>> Begin Selection

Ladies and Gentlemen:

     We are acting as counsel to Equity Residential Properties Trust, a Maryland
real estate investment trust (the "Company"), in connection with its
registration statement on Form S-3 (SEC File No. 333-12211) (the "Registration
Statement") previously declared effective by the Securities and Exchange
Commission relating to (a) the proposed public offering of up to $500,000,000 in
aggregate amount of its common shares of beneficial interest, $.01 par value per
share ("Common Shares") and one or more series of its (i) preferred shares of
beneficial interest, $.01 par value per share (the "Preferred Shares") and (ii)
depositary shares representing fractional interests in Preferred Shares (the
"Depositary Shares" and, together with the Preferred Shares and Common Shares,
the "Securities"), all of which Securities may be offered and sold by the
Company from time to time as set forth in the prospectus which forms a part of
the Registration Statement (the "Prospectus"), and as to be set forth in one or
more supplements to the Prospectus (each, a "Prospectus Supplement"). This
opinion letter is rendered in connection with the proposed public offering of an
aggregate of 982,200 Common Shares (the "Shares") as described in a Prospectus
Supplement dated March 24, 1997. This opinion letter is furnished to you at your
request to enable the Company to continue to fulfill the requirements of Item
601(b)(4) of Regulation S-K, 17 C.F.R. (S)229.601(b)(5), in connection with the
Registration Statement.

>> End Selection
>> Begin Given records

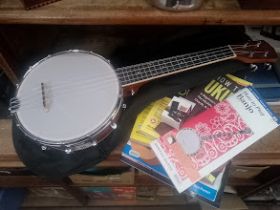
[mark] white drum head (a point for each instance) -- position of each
(81, 91)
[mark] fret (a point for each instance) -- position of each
(161, 67)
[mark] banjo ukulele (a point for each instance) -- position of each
(71, 100)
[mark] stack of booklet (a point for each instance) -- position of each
(187, 141)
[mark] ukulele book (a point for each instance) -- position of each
(213, 137)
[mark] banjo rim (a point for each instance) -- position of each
(110, 120)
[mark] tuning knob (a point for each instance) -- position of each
(254, 67)
(267, 66)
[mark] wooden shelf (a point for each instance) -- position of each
(134, 12)
(264, 152)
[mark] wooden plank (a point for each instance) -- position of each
(134, 12)
(266, 151)
(46, 202)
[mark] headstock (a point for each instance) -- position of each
(255, 52)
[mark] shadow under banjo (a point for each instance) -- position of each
(72, 100)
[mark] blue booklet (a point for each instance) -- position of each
(204, 190)
(262, 78)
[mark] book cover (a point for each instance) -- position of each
(201, 98)
(144, 159)
(141, 137)
(213, 137)
(152, 118)
(262, 78)
(270, 94)
(215, 91)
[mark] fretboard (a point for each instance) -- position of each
(163, 67)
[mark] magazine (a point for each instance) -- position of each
(145, 160)
(211, 138)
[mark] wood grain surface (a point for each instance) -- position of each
(133, 12)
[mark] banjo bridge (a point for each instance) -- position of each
(45, 97)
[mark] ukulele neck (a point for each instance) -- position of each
(147, 71)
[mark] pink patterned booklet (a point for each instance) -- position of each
(213, 137)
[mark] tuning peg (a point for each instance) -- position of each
(267, 66)
(251, 54)
(253, 67)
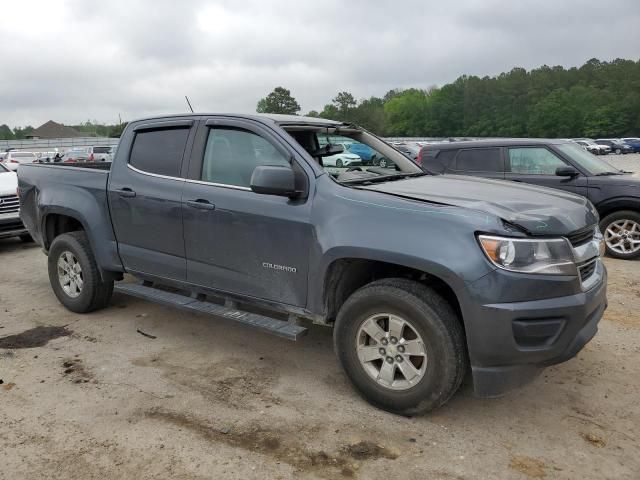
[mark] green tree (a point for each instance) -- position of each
(278, 101)
(5, 132)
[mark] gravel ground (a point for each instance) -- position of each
(208, 399)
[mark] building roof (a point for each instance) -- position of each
(52, 129)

>> End Given records

• [Requests]:
(A) According to the opinion letter, under which state's laws is the Company organized as a real estate investment trust?
(B) Translate this sentence from the opinion letter into Spanish: "This opinion letter is rendered in connection with the proposed public offering of an aggregate of 982,200 Common Shares (the "Shares") as described in a Prospectus Supplement dated March 24, 1997."
(C) Does each statement agree with the opinion letter? (i) The Registration Statement was filed on Form S-3. (ii) The Common Shares have a par value of $1.00 per share. (iii) The proposed public offering covers up to $500,000,000 in aggregate amount.
Rely only on the opinion letter, not on the data, for what comes next.

• [Answers to each task]:
(A) Maryland.

(B) Esta carta de opinión se emite en relación con la oferta pública propuesta de un total de 982.200 Acciones Ordinarias (las "Acciones"), según se describe en un Suplemento del Prospecto de fecha 24 de marzo de 1997.

(C)
(i) Yes: "registration statement on Form S-3"
(ii) No: "$.01 par value per share"
(iii) Yes: "up to $500,000,000 in aggregate amount"